Convert all of the material below into a Markdown table with the columns Row and Line. Give each nonblank line its own numbered row, and leave blank lines out.

▶ LISTING
++++++++++

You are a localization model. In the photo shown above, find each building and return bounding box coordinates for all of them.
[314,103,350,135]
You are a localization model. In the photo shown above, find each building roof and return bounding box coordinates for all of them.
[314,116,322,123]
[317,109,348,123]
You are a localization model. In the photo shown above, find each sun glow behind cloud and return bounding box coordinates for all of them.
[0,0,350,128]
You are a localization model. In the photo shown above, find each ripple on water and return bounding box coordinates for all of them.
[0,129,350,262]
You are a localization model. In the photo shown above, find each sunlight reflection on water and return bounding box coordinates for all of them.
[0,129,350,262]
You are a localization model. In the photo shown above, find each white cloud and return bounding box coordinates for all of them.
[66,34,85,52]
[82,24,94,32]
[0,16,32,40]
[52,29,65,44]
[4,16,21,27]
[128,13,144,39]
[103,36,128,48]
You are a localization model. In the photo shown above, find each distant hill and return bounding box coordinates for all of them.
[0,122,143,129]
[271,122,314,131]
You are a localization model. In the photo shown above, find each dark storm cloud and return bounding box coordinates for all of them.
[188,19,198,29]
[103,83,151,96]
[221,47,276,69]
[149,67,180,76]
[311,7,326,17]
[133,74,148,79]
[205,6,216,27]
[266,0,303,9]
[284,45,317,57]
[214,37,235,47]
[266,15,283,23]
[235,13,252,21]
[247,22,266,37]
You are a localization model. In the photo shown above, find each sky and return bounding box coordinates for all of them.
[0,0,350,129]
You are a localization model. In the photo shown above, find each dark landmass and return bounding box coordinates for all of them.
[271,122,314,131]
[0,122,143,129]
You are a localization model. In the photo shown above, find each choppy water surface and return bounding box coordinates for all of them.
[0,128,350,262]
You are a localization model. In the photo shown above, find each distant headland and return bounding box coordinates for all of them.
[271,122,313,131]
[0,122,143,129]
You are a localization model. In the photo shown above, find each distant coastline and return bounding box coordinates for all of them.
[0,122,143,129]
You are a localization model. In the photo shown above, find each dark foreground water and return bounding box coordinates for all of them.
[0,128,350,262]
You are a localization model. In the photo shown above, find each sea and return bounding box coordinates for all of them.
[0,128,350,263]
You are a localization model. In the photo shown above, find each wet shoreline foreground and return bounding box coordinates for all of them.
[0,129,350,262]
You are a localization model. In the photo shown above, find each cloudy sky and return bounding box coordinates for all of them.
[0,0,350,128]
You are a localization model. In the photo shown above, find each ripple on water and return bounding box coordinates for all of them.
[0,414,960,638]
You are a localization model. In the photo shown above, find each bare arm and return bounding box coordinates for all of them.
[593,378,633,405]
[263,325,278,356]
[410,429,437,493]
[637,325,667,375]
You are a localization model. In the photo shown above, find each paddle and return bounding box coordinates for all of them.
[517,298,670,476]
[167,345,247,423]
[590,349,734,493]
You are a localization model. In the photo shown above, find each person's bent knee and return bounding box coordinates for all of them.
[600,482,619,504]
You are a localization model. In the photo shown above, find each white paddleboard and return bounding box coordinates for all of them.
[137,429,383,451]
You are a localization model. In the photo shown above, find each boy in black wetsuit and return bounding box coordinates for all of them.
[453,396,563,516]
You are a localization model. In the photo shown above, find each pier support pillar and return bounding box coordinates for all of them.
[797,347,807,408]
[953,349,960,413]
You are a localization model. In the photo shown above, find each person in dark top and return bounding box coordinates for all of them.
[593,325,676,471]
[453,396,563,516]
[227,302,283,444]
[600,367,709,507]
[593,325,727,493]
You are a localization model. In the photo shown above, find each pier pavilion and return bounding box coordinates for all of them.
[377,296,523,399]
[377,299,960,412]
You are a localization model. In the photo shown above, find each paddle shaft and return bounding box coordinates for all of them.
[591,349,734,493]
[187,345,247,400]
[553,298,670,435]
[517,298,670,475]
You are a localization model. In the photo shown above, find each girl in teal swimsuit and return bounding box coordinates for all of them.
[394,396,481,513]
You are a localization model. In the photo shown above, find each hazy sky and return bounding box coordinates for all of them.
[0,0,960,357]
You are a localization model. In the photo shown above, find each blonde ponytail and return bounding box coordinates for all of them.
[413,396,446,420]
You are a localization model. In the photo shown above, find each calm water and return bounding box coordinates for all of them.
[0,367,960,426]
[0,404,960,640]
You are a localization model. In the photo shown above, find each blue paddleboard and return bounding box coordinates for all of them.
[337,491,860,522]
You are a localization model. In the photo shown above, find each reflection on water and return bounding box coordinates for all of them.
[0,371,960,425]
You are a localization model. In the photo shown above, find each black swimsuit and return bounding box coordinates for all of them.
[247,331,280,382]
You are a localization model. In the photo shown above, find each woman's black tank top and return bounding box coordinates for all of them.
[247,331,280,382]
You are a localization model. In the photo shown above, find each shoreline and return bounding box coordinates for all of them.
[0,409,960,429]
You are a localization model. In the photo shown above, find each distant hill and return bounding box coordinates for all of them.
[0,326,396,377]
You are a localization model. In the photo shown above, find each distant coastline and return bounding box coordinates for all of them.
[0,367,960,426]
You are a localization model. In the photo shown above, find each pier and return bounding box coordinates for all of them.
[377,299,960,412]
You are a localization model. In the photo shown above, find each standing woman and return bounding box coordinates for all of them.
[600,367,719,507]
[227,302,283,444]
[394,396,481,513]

++++++++++

▶ RESULT OF THIS TASK
| Row | Line |
|---|---|
| 1 | You are a localization model. In the photo shown above, find each building and return bounding box coordinates for all of them. |
| 2 | [314,103,350,135] |
| 3 | You are a localization model. In the photo shown above, find each building roof and return bounding box coordinates for all of them. |
| 4 | [314,116,322,123] |
| 5 | [317,109,348,123] |
| 6 | You are a localization model. In the photo shown above, find each sun glow behind cloud and return bounding box coordinates for all of them. |
| 7 | [0,0,350,128] |
| 8 | You are a localization model. In the photo shown above, find each ripple on water and return bounding box coordinates for all of them. |
| 9 | [0,129,350,262] |
| 10 | You are a localization model. In the photo shown above, find each sunlight reflection on water and return bounding box coordinates for all of them. |
| 11 | [0,129,350,262] |
| 12 | You are a localization model. In the photo shown above, find each white cloud and return bounding box coordinates for all of them. |
| 13 | [66,34,85,52] |
| 14 | [82,24,94,32] |
| 15 | [0,16,32,40] |
| 16 | [52,29,65,44] |
| 17 | [4,16,21,27] |
| 18 | [128,13,144,39] |
| 19 | [103,36,128,48] |
| 20 | You are a localization model. In the photo shown above, find each distant hill and return bounding box coordinates for all of them. |
| 21 | [0,122,143,129] |
| 22 | [271,122,314,131] |
| 23 | You are a localization model. In the photo shown above, find each dark storm cloud and return bounding box coordinates for all of them. |
| 24 | [188,19,198,29] |
| 25 | [103,83,151,96] |
| 26 | [221,47,276,69] |
| 27 | [149,67,180,76] |
| 28 | [311,7,326,17] |
| 29 | [133,74,148,79] |
| 30 | [205,6,216,27] |
| 31 | [266,0,303,9] |
| 32 | [284,45,317,57] |
| 33 | [214,37,235,47] |
| 34 | [266,15,283,23] |
| 35 | [235,13,252,21] |
| 36 | [247,22,266,37] |
| 37 | You are a localization model. In the photo shown above, find each sky and return bounding box coordinates for all of them. |
| 38 | [0,0,350,129] |
| 39 | You are a localization model. In the photo shown above, find each dark landmass and return bounding box coordinates for all of them. |
| 40 | [271,122,314,131] |
| 41 | [0,122,143,129] |
| 42 | You are a localization model. In the photo shown above, find each choppy water surface and return bounding box coordinates for all of them. |
| 43 | [0,128,350,262] |
| 44 | You are a localization model. In the photo shown above, find each distant headland and return bounding box coordinates for all of them. |
| 45 | [271,122,313,131] |
| 46 | [0,122,143,129] |
| 47 | You are a localization model. In the photo shown above, find each distant coastline and return bounding box coordinates for all of them. |
| 48 | [0,122,143,129] |
| 49 | You are a localization model. In the photo shown above, find each dark foreground water and return bounding box coordinates for all of them. |
| 50 | [0,128,350,262] |
| 51 | You are a localization model. In the photo shown above, find each sea and return bounding box coordinates for all of them. |
| 52 | [0,128,350,263] |
| 53 | You are a localization model. In the photo shown above, find each wet shoreline foreground and return bounding box coordinates for all of them. |
| 54 | [0,129,350,262] |
| 55 | You are a localization model. In the photo shown above, find each cloudy sky and return bounding box coordinates for all of them. |
| 56 | [0,0,350,128] |
| 57 | You are a localization model. In the photo shown above, find each ripple on water and return bounding box coordinates for all of them. |
| 58 | [0,414,960,638] |
| 59 | You are a localization model. In the photo shown above, find each bare arm and return bounding box coordinates for all of them. |
| 60 | [593,378,633,405] |
| 61 | [263,325,278,356] |
| 62 | [410,429,437,493] |
| 63 | [637,325,667,375] |
| 64 | You are a localization model. In the photo shown above, find each paddle and return bounding box coordinates for all of them. |
| 65 | [517,298,670,476] |
| 66 | [167,345,247,423] |
| 67 | [590,349,734,493] |
| 68 | You are a localization model. In the photo shown above, find each person's bent knee and return bounding box coordinates for all of them. |
| 69 | [600,482,619,504] |
| 70 | You are a localization model. In the photo shown above, find each white paddleboard and return bounding box coordinates for all of them. |
| 71 | [137,429,383,451] |
| 72 | You are a localization model. In the photo shown above, find each boy in black wetsuit and return bounding box coordinates for all of them. |
| 73 | [453,396,563,516] |
| 74 | You are a localization model. In the photo shown above, find each pier support pillar and return bounding box coordinates for all of them. |
| 75 | [797,347,807,408] |
| 76 | [953,349,960,413] |
| 77 | You are a localization model. In the photo shown above, find each person in dark top and return bounding box coordinates for all of them. |
| 78 | [593,325,676,471] |
| 79 | [453,396,563,516] |
| 80 | [227,302,283,444] |
| 81 | [600,367,709,507] |
| 82 | [593,325,727,493] |
| 83 | You are a localization model. In the photo shown above, find each pier pavilion and return bounding box coordinates for all of them. |
| 84 | [377,296,523,399] |
| 85 | [377,299,960,412] |
| 86 | You are a localization model. In the photo shown above, find each paddle shaft and return bounding box coordinates for all of them. |
| 87 | [591,349,734,493] |
| 88 | [187,345,247,400] |
| 89 | [553,298,670,435] |
| 90 | [517,298,670,475] |
| 91 | You are a localization model. In the photo shown above, find each girl in teal swimsuit and return bounding box coordinates for all of them. |
| 92 | [394,396,481,513] |
| 93 | You are a localization model. In the photo shown above, find each hazy sky and return bounding box coordinates for all of them. |
| 94 | [0,0,960,357] |
| 95 | You are a localization model. In the photo shown above, find each blonde ponytail and return bounding box coordinates for all of them. |
| 96 | [413,396,446,420] |
| 97 | You are a localization model. In the photo shown above, find each calm water and return bounding box coordinates for all of them. |
| 98 | [0,367,960,426] |
| 99 | [0,404,960,640] |
| 100 | You are a localization model. In the photo shown above, find each blue paddleboard and return bounding box coordinates for all of them. |
| 101 | [337,491,860,522] |
| 102 | You are a localization model. In the photo shown above, find each reflection on water and return bounding box coordinates for all of them. |
| 103 | [0,371,960,425] |
| 104 | You are a localization model. In the photo shown above, find each black swimsuit and return bounding box coordinates for all of them. |
| 105 | [247,331,280,382] |
| 106 | You are a localization model. In the photo shown above, find each woman's black tank top and return bounding box coordinates for all of them. |
| 107 | [247,331,280,382] |
| 108 | You are a localization model. In the photo shown above, find each shoreline and return bounding box coordinates for all of them. |
| 109 | [0,409,960,429] |
| 110 | You are a localization model. In the photo shown above, find each distant hill and return bounding box coordinates for all of them. |
| 111 | [0,326,396,377] |
| 112 | You are a localization model. In the photo shown above, find each distant coastline and return bounding box coordinates for all of them. |
| 113 | [0,367,960,426] |
| 114 | You are a localization model. In the photo shown above, find each pier and return bounding box coordinates for all of them. |
| 115 | [377,299,960,412] |
| 116 | You are a localization model. In the photo shown above, find each standing woman and return bounding box coordinates for all of them. |
| 117 | [600,367,719,507] |
| 118 | [227,302,283,444] |
| 119 | [394,396,481,513] |